## GOAL
Retype the lines of the material below without any change, starting with the line that contains "out the vertical" and ending after the line that contains "[(1192, 382), (1100, 373), (654, 297)]".

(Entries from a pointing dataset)
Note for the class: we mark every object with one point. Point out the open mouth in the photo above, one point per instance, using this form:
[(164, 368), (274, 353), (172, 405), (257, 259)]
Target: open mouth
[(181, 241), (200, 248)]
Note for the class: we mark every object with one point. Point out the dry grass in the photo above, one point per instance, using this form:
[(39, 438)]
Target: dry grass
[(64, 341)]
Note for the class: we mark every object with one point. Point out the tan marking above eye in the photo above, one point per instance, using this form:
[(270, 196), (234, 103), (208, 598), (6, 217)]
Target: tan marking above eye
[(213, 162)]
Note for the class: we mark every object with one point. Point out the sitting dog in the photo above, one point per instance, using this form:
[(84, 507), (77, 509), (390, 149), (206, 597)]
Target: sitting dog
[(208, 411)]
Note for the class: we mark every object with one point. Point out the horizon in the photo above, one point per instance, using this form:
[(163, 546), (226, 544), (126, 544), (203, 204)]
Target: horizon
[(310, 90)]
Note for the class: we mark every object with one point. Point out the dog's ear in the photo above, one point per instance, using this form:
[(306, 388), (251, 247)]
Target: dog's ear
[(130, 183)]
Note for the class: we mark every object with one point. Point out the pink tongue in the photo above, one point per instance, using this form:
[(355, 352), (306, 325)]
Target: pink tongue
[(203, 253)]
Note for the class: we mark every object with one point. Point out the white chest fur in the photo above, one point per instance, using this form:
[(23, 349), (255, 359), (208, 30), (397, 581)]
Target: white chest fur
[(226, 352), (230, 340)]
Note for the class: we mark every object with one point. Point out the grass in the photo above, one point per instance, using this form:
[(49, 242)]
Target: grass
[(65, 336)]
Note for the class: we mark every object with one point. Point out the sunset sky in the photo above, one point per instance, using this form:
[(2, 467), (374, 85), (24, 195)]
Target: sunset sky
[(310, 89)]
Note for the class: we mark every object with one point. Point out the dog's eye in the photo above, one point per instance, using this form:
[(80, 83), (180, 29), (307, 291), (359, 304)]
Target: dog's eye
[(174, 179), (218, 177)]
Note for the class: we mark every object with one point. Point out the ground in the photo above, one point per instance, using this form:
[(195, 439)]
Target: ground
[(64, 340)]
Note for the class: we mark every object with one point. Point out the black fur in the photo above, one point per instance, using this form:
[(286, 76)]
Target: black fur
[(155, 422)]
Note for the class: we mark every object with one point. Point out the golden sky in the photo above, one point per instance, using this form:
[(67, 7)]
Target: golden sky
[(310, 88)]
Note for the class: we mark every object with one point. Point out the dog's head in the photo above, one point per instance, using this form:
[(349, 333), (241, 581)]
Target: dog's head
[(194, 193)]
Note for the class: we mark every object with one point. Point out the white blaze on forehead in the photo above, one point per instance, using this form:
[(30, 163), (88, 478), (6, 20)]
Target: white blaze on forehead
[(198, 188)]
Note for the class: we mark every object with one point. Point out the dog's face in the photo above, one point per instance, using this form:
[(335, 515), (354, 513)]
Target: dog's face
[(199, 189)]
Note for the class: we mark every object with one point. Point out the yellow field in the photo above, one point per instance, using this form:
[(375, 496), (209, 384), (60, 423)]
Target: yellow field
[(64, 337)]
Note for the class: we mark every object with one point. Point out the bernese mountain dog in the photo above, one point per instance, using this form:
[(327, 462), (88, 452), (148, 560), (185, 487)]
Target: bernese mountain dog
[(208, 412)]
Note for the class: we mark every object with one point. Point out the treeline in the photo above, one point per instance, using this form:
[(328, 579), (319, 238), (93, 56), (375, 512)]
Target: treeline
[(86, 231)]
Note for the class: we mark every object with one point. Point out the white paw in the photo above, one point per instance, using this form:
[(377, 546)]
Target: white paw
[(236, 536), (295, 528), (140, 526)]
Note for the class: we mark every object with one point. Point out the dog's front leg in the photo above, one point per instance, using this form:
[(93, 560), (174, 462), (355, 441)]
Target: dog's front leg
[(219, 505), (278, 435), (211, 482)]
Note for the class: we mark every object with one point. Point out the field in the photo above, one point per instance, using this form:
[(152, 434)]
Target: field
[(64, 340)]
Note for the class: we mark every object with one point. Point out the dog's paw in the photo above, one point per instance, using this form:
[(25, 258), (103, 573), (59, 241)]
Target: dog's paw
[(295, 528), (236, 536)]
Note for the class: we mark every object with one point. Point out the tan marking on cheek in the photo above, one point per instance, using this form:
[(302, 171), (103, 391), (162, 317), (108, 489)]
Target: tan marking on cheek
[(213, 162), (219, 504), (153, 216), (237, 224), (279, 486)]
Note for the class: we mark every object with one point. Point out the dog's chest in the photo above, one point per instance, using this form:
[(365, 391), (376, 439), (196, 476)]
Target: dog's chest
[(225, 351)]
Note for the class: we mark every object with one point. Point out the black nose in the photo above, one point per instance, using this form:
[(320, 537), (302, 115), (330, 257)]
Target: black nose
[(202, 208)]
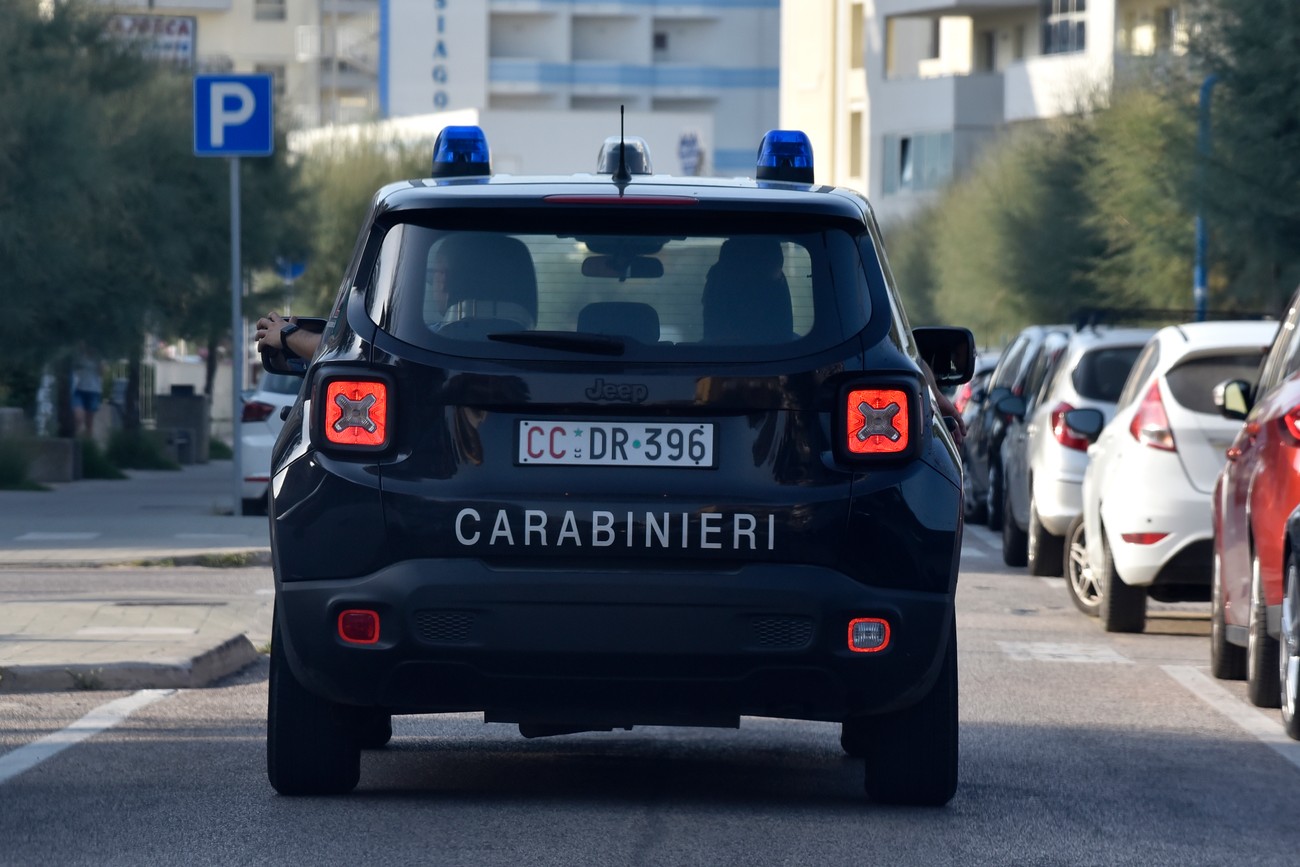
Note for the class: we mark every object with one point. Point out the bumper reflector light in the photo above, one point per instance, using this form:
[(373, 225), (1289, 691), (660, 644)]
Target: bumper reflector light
[(1142, 538), (869, 634), (359, 627)]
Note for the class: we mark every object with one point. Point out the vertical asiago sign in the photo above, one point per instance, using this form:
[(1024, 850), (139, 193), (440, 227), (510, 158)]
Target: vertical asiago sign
[(434, 56)]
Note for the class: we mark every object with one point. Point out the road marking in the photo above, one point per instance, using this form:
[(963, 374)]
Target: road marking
[(100, 719), (135, 631), (1262, 725), (1051, 651)]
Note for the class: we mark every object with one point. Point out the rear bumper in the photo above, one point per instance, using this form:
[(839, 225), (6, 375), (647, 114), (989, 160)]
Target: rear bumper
[(614, 647)]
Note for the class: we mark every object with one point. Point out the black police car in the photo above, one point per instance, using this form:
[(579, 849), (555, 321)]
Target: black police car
[(592, 451)]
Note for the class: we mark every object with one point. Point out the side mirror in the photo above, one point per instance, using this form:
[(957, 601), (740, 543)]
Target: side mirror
[(1086, 423), (1012, 404), (949, 351), (1233, 398), (623, 267), (276, 362)]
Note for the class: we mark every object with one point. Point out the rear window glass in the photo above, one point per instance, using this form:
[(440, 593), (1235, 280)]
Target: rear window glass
[(1192, 382), (1100, 373), (654, 297)]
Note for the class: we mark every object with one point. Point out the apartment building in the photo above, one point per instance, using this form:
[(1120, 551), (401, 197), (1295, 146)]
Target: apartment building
[(908, 92), (349, 61)]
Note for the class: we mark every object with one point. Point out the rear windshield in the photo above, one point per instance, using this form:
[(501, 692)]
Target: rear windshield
[(700, 295), (1192, 382), (1100, 373)]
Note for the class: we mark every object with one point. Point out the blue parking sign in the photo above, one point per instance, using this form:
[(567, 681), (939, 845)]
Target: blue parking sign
[(233, 116)]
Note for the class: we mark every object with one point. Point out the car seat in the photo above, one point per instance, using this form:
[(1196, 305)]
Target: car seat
[(746, 298), (623, 319), (490, 280)]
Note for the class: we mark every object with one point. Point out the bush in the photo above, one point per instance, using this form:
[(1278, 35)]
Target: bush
[(139, 450), (95, 463)]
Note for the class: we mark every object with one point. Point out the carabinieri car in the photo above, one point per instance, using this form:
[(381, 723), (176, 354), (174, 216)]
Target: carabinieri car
[(618, 449)]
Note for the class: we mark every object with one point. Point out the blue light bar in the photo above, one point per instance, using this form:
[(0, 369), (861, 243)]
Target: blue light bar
[(459, 152), (785, 155)]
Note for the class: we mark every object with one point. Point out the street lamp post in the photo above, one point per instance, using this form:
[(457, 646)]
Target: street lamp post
[(1200, 294)]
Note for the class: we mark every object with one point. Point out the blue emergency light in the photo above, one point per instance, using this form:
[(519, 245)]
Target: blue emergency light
[(785, 155), (460, 152)]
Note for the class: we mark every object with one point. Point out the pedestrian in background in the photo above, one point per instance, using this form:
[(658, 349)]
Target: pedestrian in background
[(87, 391)]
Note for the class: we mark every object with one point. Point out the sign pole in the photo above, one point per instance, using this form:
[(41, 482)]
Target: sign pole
[(235, 338)]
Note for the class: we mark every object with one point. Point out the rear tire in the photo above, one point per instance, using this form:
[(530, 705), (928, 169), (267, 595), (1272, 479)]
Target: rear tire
[(1122, 607), (1227, 660), (911, 754), (1288, 650), (1261, 649), (1079, 579), (1015, 542), (311, 742)]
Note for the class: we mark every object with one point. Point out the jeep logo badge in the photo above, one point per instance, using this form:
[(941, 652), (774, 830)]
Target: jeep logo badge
[(625, 393)]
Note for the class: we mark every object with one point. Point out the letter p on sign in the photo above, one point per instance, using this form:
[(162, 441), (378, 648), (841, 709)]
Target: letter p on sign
[(233, 116)]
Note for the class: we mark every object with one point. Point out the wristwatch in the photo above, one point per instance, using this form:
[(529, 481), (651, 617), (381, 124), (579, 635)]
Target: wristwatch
[(284, 341)]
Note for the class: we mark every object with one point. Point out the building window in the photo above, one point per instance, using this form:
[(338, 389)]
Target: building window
[(1064, 26), (268, 9), (917, 163)]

## SOLUTION
Note for the class: we mark every object with one point. Point out the vertical asiago sign in the photo above, one point per instance, using this form:
[(1024, 850), (139, 193), (440, 227), (510, 158)]
Target: vertical asiago sign
[(434, 56)]
Note for the class: we mark every object with one point. Point out the road marking in the photo above, one point per instance, using this form:
[(963, 374)]
Target: road marking
[(100, 719), (135, 631), (1262, 725), (1051, 651)]
Note for the class: we mark every object with one point. Point out the rear bumper in the photo above, one point per instance, using this form:
[(839, 225), (6, 375), (647, 114), (989, 160)]
Target: rear bumper
[(614, 647)]
Note for the class: we mark every object with one point. Point out the black police car in the photo above, one point per instance, using this form:
[(579, 849), (555, 321)]
Target: black police car
[(592, 451)]
Note for the class: we mark every object with one point. Point out the side mirror in the photo above, one point per instance, using this form:
[(957, 601), (740, 543)]
Target: side mirror
[(1086, 423), (1012, 404), (949, 351), (1233, 398), (623, 267), (276, 362)]
Note for the class: we mark every object with one point. Point out the rear window glass in the photo above, one point per instance, using this form:
[(440, 593), (1235, 280)]
Target: rear window glass
[(1192, 382), (1100, 373), (654, 297)]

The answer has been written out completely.